▶ What you have to do
Render every line of the records below as one entry in a numbered list, leaving out the blank lines.

▶ Data entries
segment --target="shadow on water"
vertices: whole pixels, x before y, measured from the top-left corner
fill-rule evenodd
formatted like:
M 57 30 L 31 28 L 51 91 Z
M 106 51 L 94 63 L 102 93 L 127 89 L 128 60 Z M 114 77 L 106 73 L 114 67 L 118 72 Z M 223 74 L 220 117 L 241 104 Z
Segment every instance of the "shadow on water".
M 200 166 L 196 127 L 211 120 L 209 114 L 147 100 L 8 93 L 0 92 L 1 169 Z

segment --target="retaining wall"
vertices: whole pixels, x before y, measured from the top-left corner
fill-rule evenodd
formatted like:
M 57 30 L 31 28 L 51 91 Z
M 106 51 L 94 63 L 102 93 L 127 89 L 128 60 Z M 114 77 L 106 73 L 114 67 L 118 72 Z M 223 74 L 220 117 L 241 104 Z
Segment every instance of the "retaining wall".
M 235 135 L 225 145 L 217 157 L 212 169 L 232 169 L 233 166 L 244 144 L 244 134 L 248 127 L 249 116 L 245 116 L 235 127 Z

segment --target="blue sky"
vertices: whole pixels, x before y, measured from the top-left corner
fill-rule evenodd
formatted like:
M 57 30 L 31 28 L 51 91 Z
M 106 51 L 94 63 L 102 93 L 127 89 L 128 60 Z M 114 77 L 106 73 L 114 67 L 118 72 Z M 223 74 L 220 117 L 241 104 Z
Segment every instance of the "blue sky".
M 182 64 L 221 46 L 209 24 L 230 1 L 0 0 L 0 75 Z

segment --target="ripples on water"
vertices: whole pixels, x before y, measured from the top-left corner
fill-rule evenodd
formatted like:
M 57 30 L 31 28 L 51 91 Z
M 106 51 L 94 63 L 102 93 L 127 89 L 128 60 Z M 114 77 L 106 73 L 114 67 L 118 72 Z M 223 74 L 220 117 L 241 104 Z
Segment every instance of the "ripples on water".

▶ Exercise output
1. segment --target="shadow on water"
2. vertices: whole pixels, x before y, measured from the top-left corner
3. fill-rule evenodd
4. formatted like:
5. M 57 30 L 31 28 L 51 91 Z
6. M 106 51 L 94 63 L 102 93 L 127 89 L 128 60 Z M 114 77 L 106 73 L 114 67 L 118 72 Z M 223 74 L 220 117 L 241 104 Z
7. Segment every instance of the "shadow on water".
8. M 200 166 L 196 127 L 211 120 L 209 114 L 147 100 L 8 93 L 0 92 L 1 169 Z
9. segment --target="retaining wall"
10. vertices: whole pixels, x before y, measured from the top-left corner
11. fill-rule evenodd
12. formatted like:
13. M 57 30 L 31 28 L 51 91 Z
14. M 106 51 L 94 63 L 102 93 L 127 89 L 128 60 Z M 114 77 L 106 73 L 114 67 L 118 72 Z M 223 74 L 220 117 L 241 104 Z
15. Segment every instance of the "retaining wall".
16. M 235 135 L 225 145 L 217 157 L 212 169 L 232 169 L 233 166 L 244 144 L 244 134 L 248 127 L 249 116 L 245 116 L 235 127 Z
17. segment --target="blue sky"
18. vertices: whole pixels, x before y, measured from the top-left corner
19. fill-rule evenodd
20. formatted like:
21. M 57 30 L 31 28 L 51 91 Z
22. M 106 51 L 94 63 L 102 93 L 127 89 L 128 60 Z M 114 77 L 106 73 L 114 67 L 118 72 Z M 223 74 L 220 117 L 241 104 Z
23. Segment every instance of the "blue sky".
24. M 182 64 L 221 46 L 209 24 L 230 1 L 0 0 L 0 75 Z
25. segment --target="ripples on water"
26. vertices: whole pixels, x before y, measured from the top-left corner
27. fill-rule evenodd
28. formatted like:
29. M 57 30 L 31 28 L 51 91 Z
30. M 106 51 L 94 63 L 102 93 L 127 89 L 128 60 Z M 114 77 L 106 73 L 114 67 L 118 72 Z M 223 74 L 220 117 L 241 104 Z
31. Segment every instance of the "ripples on water".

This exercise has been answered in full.